Stated task:
Reproduce each of the records below word for word, leaving every line unchanged.

Entries supplied:
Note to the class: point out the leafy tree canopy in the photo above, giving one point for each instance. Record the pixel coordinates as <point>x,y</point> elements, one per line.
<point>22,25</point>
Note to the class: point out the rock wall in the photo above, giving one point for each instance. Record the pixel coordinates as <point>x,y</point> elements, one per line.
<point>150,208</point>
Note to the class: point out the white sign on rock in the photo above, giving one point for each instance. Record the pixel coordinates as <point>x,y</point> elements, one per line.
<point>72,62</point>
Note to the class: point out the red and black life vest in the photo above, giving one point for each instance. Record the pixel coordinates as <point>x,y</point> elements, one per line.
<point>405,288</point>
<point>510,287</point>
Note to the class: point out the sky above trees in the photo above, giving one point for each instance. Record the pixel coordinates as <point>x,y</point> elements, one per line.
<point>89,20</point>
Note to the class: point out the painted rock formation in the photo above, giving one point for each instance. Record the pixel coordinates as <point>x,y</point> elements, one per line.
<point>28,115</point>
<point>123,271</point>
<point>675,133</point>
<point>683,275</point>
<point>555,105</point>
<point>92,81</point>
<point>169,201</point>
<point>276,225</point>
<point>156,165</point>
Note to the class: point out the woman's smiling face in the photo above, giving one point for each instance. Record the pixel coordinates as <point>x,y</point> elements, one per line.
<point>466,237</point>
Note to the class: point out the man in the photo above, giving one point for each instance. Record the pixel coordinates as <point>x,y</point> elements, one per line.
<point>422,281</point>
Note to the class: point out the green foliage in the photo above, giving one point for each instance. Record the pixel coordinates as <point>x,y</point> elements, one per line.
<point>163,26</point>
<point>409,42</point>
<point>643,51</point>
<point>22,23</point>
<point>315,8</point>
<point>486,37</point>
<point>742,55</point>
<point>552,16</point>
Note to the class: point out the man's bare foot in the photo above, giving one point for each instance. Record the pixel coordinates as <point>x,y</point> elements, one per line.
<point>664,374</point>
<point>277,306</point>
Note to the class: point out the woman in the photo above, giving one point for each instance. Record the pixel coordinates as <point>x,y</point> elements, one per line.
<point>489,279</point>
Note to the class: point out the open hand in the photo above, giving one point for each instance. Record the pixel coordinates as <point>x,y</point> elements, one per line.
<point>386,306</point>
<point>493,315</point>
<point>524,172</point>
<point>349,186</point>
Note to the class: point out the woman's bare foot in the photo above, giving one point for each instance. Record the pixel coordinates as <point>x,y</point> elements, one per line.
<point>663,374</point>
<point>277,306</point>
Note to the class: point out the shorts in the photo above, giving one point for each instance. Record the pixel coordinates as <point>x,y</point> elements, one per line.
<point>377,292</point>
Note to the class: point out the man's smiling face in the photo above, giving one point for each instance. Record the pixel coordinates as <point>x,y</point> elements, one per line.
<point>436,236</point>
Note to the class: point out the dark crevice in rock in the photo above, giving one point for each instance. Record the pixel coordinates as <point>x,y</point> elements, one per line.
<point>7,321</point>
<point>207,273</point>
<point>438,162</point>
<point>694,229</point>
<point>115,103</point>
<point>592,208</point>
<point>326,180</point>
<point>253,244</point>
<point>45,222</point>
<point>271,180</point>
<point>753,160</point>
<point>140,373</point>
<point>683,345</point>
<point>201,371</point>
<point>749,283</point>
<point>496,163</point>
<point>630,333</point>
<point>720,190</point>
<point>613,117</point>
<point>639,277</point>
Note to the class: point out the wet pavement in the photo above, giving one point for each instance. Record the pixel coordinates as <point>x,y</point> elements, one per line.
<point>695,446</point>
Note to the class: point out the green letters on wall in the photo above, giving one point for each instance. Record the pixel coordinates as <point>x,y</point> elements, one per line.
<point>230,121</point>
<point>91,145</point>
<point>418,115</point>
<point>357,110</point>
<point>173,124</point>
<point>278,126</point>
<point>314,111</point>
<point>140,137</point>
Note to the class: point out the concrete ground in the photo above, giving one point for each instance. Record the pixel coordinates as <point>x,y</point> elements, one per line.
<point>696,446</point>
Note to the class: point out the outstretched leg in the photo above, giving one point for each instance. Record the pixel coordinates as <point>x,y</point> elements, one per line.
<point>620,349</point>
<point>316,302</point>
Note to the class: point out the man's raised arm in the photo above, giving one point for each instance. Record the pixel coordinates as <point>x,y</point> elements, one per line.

Task solution:
Note to the class: point out the leafy tree canopy in the photo above, giving one point for each instance. Record the pixel coordinates as <point>x,y</point> elements, one per line.
<point>22,25</point>
Note to the class: point out the rock wall in the photo above, giving one point for each instance. Record the pixel coordinates as <point>x,y</point> elements, one per line.
<point>150,208</point>
Note to the class: point out the white sign on rock in the photo above, giving one point for each instance. Record the pixel coordinates as <point>x,y</point> elements, one per line.
<point>72,62</point>
Note to the class: point out the red and black life vest in the photo above, giving one point for each instance. Record the pixel coordinates as <point>x,y</point> elements, one per line.
<point>405,288</point>
<point>510,287</point>
Note to the class: point out the sky above trees in the photo above, giving one point for each instance. Record the pixel coordinates as <point>x,y</point> elements, one per line.
<point>89,20</point>
Note to the class: point out the painted rock formation in the photo above, giving one point for each instance. Record the pixel coordinates as <point>x,y</point> elements, one per line.
<point>28,115</point>
<point>123,271</point>
<point>675,133</point>
<point>683,275</point>
<point>555,105</point>
<point>92,81</point>
<point>169,201</point>
<point>276,225</point>
<point>156,165</point>
Note to the class: point out the woman's smiling face in the photo above, giving one point for each instance. Record the pixel coordinates as <point>x,y</point> elements, one per line.
<point>466,237</point>
Note to the class: point out the man in the photo above, giving one point for each instance. Record the pixel coordinates as <point>x,y</point> elements, one per line.
<point>422,281</point>
Note to the class: point out the green foliage in the photo above, giving one point for each instance. Record the pixel coordinates as <point>x,y</point> elements, one per line.
<point>163,26</point>
<point>409,42</point>
<point>643,51</point>
<point>22,23</point>
<point>315,8</point>
<point>486,37</point>
<point>742,55</point>
<point>552,16</point>
Note to the class: point out the man's bare foot in the photo above, giving one point for each instance. Record the pixel coordinates as <point>x,y</point> elements, one per line.
<point>664,374</point>
<point>277,306</point>
Note to the class: point out the woman in the photo above, giving one point for each instance. Record the pixel coordinates as <point>x,y</point> elements, one per line.
<point>489,279</point>
Note to the class: point out the open hand in the photo above, giving one point for each instance. Record the pixel coordinates as <point>x,y</point> elements, one per line.
<point>386,306</point>
<point>493,315</point>
<point>524,172</point>
<point>349,186</point>
Note to the class: point out the woman's bare foot in the photo above, giving one point for each instance. Record the pixel coordinates as <point>x,y</point> elements, one per line.
<point>663,374</point>
<point>277,306</point>
Note to the class: point out the shorts in the photo above, giving one point for each instance. Record the pixel coordinates as <point>x,y</point> elements, one per line.
<point>377,292</point>
Note to the class: point out the man's smiling face in the photo above, giving one point for each instance. Record the pixel coordinates as <point>x,y</point> elements, one per line.
<point>436,236</point>
Note to the class: point out the dark crevice in rock in the photo above, giving one point for each instance. Record the pixel coordinates as <point>x,y</point> elements, one per line.
<point>7,321</point>
<point>207,273</point>
<point>438,162</point>
<point>694,229</point>
<point>115,103</point>
<point>592,208</point>
<point>326,180</point>
<point>253,244</point>
<point>45,222</point>
<point>271,180</point>
<point>753,160</point>
<point>140,373</point>
<point>683,345</point>
<point>201,371</point>
<point>749,283</point>
<point>496,163</point>
<point>630,333</point>
<point>720,190</point>
<point>613,117</point>
<point>639,277</point>
Note to the class: point out the wet pavement in the photo above, giving one point for each instance. Record the pixel coordinates as <point>x,y</point> elements, one per line.
<point>695,446</point>
Note to the class: point out the green letters on wall in the photo above, giving one point for each instance. Record the pixel coordinates as <point>x,y</point> elements, one per line.
<point>230,121</point>
<point>91,145</point>
<point>418,115</point>
<point>357,110</point>
<point>173,124</point>
<point>278,126</point>
<point>314,111</point>
<point>140,137</point>
Note to the class: point out the concrete ground in the photo above, giving one point for each instance. Record the pixel coordinates as <point>x,y</point> elements, one per line.
<point>696,446</point>
Note to the class: point out the outstretched leg in the photo above, giving one point for each instance. Record the pixel coordinates as <point>x,y</point> elements, one per line.
<point>620,349</point>
<point>316,302</point>
Note to the class: point out the man's raised arm in the photo above, giving one point for each instance. Record the pixel coordinates as <point>x,y</point> elements, one per line.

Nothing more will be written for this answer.